(Position identification records)
>> BEGIN

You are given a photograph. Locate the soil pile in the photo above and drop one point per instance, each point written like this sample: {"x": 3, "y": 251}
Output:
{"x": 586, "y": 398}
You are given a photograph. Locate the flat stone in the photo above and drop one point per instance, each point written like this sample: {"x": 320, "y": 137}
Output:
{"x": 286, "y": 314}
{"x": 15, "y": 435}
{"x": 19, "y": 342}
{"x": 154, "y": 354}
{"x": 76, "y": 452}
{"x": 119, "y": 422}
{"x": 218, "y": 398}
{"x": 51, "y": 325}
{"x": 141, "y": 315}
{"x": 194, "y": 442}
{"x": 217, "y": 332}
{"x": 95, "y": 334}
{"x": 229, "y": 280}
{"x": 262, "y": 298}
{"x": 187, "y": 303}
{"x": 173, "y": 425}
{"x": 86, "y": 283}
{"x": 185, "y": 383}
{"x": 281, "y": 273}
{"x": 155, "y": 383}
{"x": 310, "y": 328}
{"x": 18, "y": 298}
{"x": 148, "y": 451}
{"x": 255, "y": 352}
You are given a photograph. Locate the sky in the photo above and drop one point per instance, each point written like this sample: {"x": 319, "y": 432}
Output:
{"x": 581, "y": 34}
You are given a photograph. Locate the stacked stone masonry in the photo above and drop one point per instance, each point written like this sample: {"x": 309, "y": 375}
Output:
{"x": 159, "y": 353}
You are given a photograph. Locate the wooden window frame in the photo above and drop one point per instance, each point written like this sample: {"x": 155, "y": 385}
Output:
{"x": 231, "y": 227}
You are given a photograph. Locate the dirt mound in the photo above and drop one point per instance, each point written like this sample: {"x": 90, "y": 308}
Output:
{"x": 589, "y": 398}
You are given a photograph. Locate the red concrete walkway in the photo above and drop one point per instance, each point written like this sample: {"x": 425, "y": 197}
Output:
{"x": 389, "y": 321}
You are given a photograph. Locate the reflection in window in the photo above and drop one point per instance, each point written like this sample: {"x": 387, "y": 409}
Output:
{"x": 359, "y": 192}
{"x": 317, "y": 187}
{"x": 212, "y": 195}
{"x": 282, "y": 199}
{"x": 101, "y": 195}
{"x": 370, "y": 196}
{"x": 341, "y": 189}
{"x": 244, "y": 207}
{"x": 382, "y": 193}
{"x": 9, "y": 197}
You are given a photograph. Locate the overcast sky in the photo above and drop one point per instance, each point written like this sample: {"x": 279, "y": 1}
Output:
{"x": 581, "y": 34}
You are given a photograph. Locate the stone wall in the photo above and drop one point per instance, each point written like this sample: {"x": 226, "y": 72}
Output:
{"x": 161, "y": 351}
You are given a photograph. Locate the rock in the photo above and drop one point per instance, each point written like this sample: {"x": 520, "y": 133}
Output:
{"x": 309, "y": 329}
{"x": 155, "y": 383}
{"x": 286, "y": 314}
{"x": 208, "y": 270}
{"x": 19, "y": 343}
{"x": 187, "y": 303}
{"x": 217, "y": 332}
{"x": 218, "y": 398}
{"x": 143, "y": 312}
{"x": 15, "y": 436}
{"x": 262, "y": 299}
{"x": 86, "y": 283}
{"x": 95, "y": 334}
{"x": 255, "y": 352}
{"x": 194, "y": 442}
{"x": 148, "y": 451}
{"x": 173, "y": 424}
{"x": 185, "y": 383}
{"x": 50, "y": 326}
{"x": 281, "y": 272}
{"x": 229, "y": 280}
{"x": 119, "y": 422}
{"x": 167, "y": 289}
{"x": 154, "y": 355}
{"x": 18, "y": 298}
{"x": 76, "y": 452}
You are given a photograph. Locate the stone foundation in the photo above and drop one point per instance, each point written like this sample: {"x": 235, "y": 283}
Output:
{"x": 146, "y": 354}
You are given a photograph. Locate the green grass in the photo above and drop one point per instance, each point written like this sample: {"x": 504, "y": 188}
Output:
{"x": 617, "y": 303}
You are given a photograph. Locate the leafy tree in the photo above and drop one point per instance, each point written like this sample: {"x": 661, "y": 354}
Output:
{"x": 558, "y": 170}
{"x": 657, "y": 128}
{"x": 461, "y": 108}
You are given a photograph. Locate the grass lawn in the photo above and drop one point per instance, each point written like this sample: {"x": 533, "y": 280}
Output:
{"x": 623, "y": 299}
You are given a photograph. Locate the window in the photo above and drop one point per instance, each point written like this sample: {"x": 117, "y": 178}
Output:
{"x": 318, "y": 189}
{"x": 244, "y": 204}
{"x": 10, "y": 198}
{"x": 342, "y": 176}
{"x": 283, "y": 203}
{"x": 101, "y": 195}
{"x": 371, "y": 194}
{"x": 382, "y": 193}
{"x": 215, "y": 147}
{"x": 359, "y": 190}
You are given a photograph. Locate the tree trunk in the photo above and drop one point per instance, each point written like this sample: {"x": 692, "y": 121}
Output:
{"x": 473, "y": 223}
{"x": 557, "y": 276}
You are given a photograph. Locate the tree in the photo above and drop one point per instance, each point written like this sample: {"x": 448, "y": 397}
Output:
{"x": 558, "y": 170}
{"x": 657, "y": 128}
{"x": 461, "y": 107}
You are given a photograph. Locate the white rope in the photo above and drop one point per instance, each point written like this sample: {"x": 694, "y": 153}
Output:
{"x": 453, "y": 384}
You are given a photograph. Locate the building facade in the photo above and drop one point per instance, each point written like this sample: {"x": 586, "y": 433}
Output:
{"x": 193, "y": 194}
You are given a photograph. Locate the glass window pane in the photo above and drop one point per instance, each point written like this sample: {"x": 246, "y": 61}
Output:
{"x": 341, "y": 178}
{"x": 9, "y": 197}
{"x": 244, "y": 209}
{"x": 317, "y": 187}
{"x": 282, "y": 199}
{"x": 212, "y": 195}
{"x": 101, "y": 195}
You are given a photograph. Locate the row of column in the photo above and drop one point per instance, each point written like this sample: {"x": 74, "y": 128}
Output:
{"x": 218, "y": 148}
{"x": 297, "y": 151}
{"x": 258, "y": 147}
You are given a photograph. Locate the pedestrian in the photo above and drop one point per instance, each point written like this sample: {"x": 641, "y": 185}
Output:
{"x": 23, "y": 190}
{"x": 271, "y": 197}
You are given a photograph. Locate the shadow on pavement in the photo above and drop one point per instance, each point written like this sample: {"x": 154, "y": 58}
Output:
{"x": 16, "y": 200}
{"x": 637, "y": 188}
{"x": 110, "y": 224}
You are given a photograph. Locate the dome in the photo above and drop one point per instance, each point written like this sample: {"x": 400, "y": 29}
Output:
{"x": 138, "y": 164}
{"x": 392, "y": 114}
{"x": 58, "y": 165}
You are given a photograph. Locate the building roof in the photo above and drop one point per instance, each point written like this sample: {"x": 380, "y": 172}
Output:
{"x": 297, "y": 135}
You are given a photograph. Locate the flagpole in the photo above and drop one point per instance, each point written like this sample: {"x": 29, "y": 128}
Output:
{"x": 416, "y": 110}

>> END

WHAT THE EXERCISE ASKS: Quote the whole listing above, leaving nothing out.

SOLUTION TO THIS TASK:
You are given a photograph. Locate the soil pile in the photo above and drop one point per instance, each point written like this sample: {"x": 3, "y": 251}
Output:
{"x": 586, "y": 398}
You are given a photograph. Locate the flat stone in the photo above and drop one point per instance, each point written like this sample: {"x": 320, "y": 137}
Output:
{"x": 286, "y": 314}
{"x": 15, "y": 435}
{"x": 19, "y": 342}
{"x": 154, "y": 354}
{"x": 76, "y": 452}
{"x": 119, "y": 422}
{"x": 218, "y": 398}
{"x": 51, "y": 325}
{"x": 141, "y": 315}
{"x": 194, "y": 442}
{"x": 217, "y": 332}
{"x": 95, "y": 334}
{"x": 229, "y": 280}
{"x": 262, "y": 298}
{"x": 187, "y": 303}
{"x": 173, "y": 425}
{"x": 86, "y": 283}
{"x": 185, "y": 383}
{"x": 281, "y": 273}
{"x": 155, "y": 383}
{"x": 310, "y": 328}
{"x": 18, "y": 298}
{"x": 148, "y": 451}
{"x": 255, "y": 352}
You are given a photograph. Locate the sky in the photo above and drop one point per instance, each point written like this sample: {"x": 319, "y": 432}
Output:
{"x": 581, "y": 34}
You are given a photograph. Locate the stacked stone masonry in the photo above and drop one point per instance, each point written like this sample: {"x": 309, "y": 375}
Output:
{"x": 159, "y": 353}
You are given a photograph. Locate the wooden window frame in the photo above and drop one point per instance, each point written like this sample: {"x": 155, "y": 385}
Output:
{"x": 231, "y": 227}
You are given a photograph. Locate the dirt mound in the photo above and drop one point per instance, each point written like this sample: {"x": 90, "y": 308}
Output:
{"x": 589, "y": 398}
You are given a photograph. Locate the red concrete walkway in the photo above and drop one point per instance, each point written like this sample: {"x": 425, "y": 197}
Output:
{"x": 389, "y": 321}
You are given a photograph. Locate the reflection in window in the photo above and drop one point per instance, each point written like this sample: {"x": 387, "y": 409}
Output:
{"x": 359, "y": 192}
{"x": 317, "y": 187}
{"x": 212, "y": 195}
{"x": 282, "y": 199}
{"x": 101, "y": 195}
{"x": 370, "y": 196}
{"x": 341, "y": 189}
{"x": 244, "y": 207}
{"x": 382, "y": 193}
{"x": 9, "y": 197}
You are given a photograph. Locate the overcast sky in the photo above and drop one point per instance, each point written like this sample: {"x": 279, "y": 1}
Output:
{"x": 581, "y": 34}
You are given a photograph. Locate the stone wall in the photo above and drop one point per instance, each point written like this sample: {"x": 226, "y": 72}
Output:
{"x": 161, "y": 351}
You are given a photograph. Locate the rock in the photo above and drop one point per instance, each point written like this sample: {"x": 520, "y": 133}
Output:
{"x": 309, "y": 329}
{"x": 155, "y": 383}
{"x": 286, "y": 314}
{"x": 208, "y": 270}
{"x": 19, "y": 343}
{"x": 187, "y": 303}
{"x": 217, "y": 332}
{"x": 218, "y": 398}
{"x": 143, "y": 312}
{"x": 15, "y": 436}
{"x": 262, "y": 299}
{"x": 86, "y": 283}
{"x": 95, "y": 334}
{"x": 255, "y": 352}
{"x": 194, "y": 442}
{"x": 148, "y": 451}
{"x": 173, "y": 424}
{"x": 185, "y": 383}
{"x": 50, "y": 326}
{"x": 281, "y": 272}
{"x": 229, "y": 280}
{"x": 119, "y": 422}
{"x": 167, "y": 289}
{"x": 154, "y": 355}
{"x": 18, "y": 298}
{"x": 76, "y": 452}
You are given a photograph. Locate the stone foundation in the photo above and drop one point per instance, each point written like this sample: {"x": 235, "y": 283}
Output:
{"x": 146, "y": 354}
You are given a photograph. Locate the green grass in the photo above and drop one point per instance, each point written like this sample: {"x": 504, "y": 188}
Output:
{"x": 617, "y": 303}
You are given a photograph. Locate the leafy tree in the photo above and drop one point per instance, each point written like this sample: {"x": 661, "y": 354}
Output:
{"x": 558, "y": 170}
{"x": 657, "y": 128}
{"x": 461, "y": 108}
You are given a photograph. Locate the grass lawn in the photo above and drop one point per instance, each point written like this sample: {"x": 533, "y": 280}
Output:
{"x": 623, "y": 299}
You are given a photograph. Locate the window in the photo above and drop one point per instance, each point written like this sample: {"x": 117, "y": 178}
Output:
{"x": 318, "y": 189}
{"x": 244, "y": 204}
{"x": 10, "y": 198}
{"x": 342, "y": 176}
{"x": 283, "y": 203}
{"x": 101, "y": 195}
{"x": 371, "y": 194}
{"x": 382, "y": 193}
{"x": 215, "y": 147}
{"x": 359, "y": 190}
You are given a photograph. Locate the tree trunk in the photo above and drop one point per instance, each point written like this sample: {"x": 692, "y": 121}
Output:
{"x": 473, "y": 223}
{"x": 557, "y": 276}
You are given a photograph. Locate the tree in the photo above and drop one point per instance, each point written like this sample: {"x": 448, "y": 397}
Output:
{"x": 558, "y": 170}
{"x": 657, "y": 128}
{"x": 461, "y": 107}
You are given a photograph. Locate the white rope in the photo above and drop one point per instance, each point written like this sample: {"x": 694, "y": 153}
Output:
{"x": 453, "y": 384}
You are given a photograph. Locate the building facade in the photo above and drop one point per instance, each point written like this sample: {"x": 586, "y": 433}
Output:
{"x": 193, "y": 194}
You are given a photograph. Locate the glass window pane in the photo above and drop one point per instance, each point written like this sample: {"x": 246, "y": 61}
Output:
{"x": 341, "y": 178}
{"x": 9, "y": 197}
{"x": 244, "y": 209}
{"x": 317, "y": 187}
{"x": 282, "y": 199}
{"x": 212, "y": 195}
{"x": 101, "y": 195}
You are given a photograph. Locate the row of column in the photo above and drop one point per instance, each point written like this sample: {"x": 74, "y": 128}
Output:
{"x": 218, "y": 148}
{"x": 297, "y": 151}
{"x": 258, "y": 147}
You are given a photograph. Locate the pedestrian in the photo above and drop one point per instance, each point written like this sample: {"x": 641, "y": 185}
Output:
{"x": 23, "y": 190}
{"x": 271, "y": 197}
You are given a photograph. Locate the shadow on pavement in the photo above and drop one point per instance, each point written like this sample: {"x": 154, "y": 58}
Output:
{"x": 16, "y": 200}
{"x": 637, "y": 188}
{"x": 110, "y": 224}
You are given a photograph. Locate the dome in the photo above and drop one point per instance, each point written like this sample: {"x": 400, "y": 29}
Output:
{"x": 138, "y": 164}
{"x": 392, "y": 114}
{"x": 58, "y": 165}
You are given a photograph. Locate the building roof in the photo above and drop one point per instance, each point written like this sample: {"x": 380, "y": 172}
Output:
{"x": 297, "y": 135}
You are given a photograph. Locate the flagpole in the photo above and drop one point per instance, each point written like this sample: {"x": 29, "y": 128}
Output:
{"x": 416, "y": 110}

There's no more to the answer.